**PROBLEM DETAILS**
Rewrite the entries below so that every occurrence of "marble backsplash" becomes "tile backsplash", with all other text left unchanged.

***

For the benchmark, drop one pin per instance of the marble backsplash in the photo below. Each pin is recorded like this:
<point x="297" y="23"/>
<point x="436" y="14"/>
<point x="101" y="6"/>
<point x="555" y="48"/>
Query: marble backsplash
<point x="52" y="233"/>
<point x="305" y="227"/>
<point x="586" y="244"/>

***

**WRITTEN REPLY**
For the benchmark, drop one pin per instance of the tile backsplash in the photo below. Each pin is recorded like this:
<point x="297" y="23"/>
<point x="436" y="14"/>
<point x="101" y="6"/>
<point x="555" y="48"/>
Query: tile backsplash
<point x="52" y="233"/>
<point x="305" y="227"/>
<point x="586" y="244"/>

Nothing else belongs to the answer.